Banyak Pengaduan Dijadikan Alat Memeras oleh Aparat Penegak Hukum, Laporkan

Banyak Pengaduan Dijadikan Alat Memeras oleh Aparat Penegak Hukum,  Laporkan

Mahfud MD--

 

RADARSELUMAONLINE - Menko Politik, Hukum dan Keamanan RI Mahfud MD meminta rakyat tidak usah takut melapor jika diperas aparat hukum. Dikatakan Mahfud, banyak laporan yang bersumber dari pengaduan masyarakat ke aparat penegak hukum (APH) tapi sering dijadikan alat untuk memeras orang yang dilaporkan.

 

Bahkan terkadang si pelapor diajak oleh aparat bermain  untuk memeras dan berbagi hasil. Fakta ini sebenarnya bukan rahasia umum lagi. Parahnya laporan yang kerap disampaikan ke Kepolisian tidak pula ditindaklanjuti.

Bahan yang Disediakan
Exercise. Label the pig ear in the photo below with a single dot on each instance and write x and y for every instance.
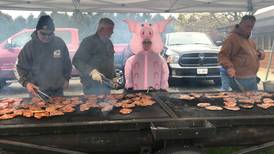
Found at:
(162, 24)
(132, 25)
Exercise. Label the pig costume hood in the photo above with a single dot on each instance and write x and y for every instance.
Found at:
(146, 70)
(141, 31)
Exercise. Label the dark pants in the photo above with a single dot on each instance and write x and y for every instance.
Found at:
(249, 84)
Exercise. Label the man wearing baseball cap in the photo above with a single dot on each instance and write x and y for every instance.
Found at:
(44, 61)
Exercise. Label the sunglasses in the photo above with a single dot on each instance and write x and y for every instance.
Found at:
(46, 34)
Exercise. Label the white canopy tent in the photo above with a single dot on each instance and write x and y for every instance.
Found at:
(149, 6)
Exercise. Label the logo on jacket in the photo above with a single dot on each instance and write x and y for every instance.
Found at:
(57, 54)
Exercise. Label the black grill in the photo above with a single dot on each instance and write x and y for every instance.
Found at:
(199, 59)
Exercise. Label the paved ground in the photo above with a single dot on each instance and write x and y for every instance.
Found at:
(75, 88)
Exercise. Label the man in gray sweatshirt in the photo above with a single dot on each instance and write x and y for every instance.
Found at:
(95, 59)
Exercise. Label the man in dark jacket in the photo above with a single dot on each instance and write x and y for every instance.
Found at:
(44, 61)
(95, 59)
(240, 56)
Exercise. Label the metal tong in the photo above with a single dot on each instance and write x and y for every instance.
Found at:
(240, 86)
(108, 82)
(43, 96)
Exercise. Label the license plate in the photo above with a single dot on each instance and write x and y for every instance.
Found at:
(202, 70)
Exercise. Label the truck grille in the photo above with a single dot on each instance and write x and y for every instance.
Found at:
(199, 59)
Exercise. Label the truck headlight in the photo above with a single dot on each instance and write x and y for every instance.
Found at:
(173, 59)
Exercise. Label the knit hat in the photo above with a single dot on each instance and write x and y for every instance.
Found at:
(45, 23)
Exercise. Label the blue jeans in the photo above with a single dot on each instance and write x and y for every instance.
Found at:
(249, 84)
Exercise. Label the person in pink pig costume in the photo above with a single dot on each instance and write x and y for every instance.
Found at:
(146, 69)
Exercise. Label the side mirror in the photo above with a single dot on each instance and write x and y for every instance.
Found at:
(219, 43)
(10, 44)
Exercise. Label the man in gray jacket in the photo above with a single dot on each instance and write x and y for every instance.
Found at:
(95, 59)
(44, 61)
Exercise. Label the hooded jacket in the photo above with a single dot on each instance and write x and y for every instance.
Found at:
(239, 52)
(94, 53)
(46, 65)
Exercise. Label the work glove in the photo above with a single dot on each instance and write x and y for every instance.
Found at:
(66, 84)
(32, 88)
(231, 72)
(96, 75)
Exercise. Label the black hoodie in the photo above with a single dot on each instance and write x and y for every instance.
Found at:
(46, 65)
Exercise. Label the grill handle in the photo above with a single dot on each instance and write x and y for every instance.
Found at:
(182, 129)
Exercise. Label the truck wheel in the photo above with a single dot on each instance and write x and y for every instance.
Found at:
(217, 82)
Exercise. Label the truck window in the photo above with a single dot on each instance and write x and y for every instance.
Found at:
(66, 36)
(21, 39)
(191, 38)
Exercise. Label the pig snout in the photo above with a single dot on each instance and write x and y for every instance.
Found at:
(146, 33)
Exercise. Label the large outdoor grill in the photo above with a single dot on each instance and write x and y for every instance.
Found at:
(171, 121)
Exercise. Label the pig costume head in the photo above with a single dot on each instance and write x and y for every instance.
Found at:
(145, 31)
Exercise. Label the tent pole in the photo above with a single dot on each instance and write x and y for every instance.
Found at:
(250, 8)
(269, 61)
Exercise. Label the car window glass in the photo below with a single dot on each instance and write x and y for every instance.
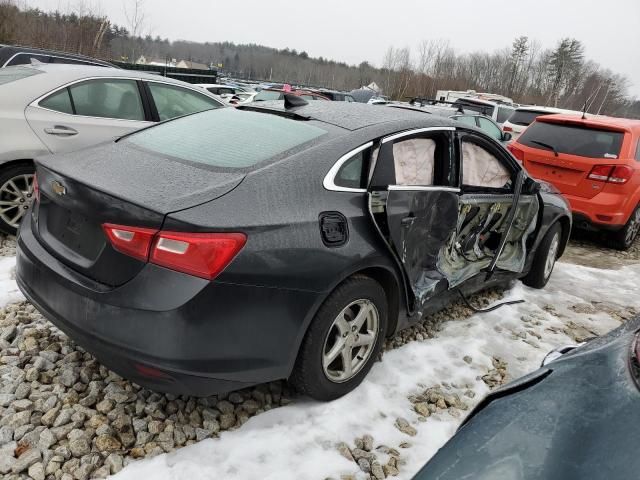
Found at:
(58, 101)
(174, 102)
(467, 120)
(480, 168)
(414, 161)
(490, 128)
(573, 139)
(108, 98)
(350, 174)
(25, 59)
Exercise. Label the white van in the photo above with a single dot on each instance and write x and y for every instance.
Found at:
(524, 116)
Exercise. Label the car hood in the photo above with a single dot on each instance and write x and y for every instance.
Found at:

Permintaan Kerja
Tolong salin kembali teks tentang pemerasan oleh aparat penegak hukum, mulai dari "RADARSELUMAONLINE - Menko" sampai dengan "tidak pula ditindaklanjuti.", dan ganti "pelapor" dengan "pengadu".

Jawaban Tertulis
RADARSELUMAONLINE - Menko Politik, Hukum dan Keamanan RI Mahfud MD meminta rakyat tidak usah takut melapor jika diperas aparat hukum. Dikatakan Mahfud, banyak laporan yang bersumber dari pengaduan masyarakat ke aparat penegak hukum (APH) tapi sering dijadikan alat untuk memeras orang yang dilaporkan.

 

Bahkan terkadang si pengadu diajak oleh aparat bermain  untuk memeras dan berbagi hasil. Fakta ini sebenarnya bukan rahasia umum lagi. Parahnya laporan yang kerap disampaikan ke Kepolisian tidak pula ditindaklanjuti.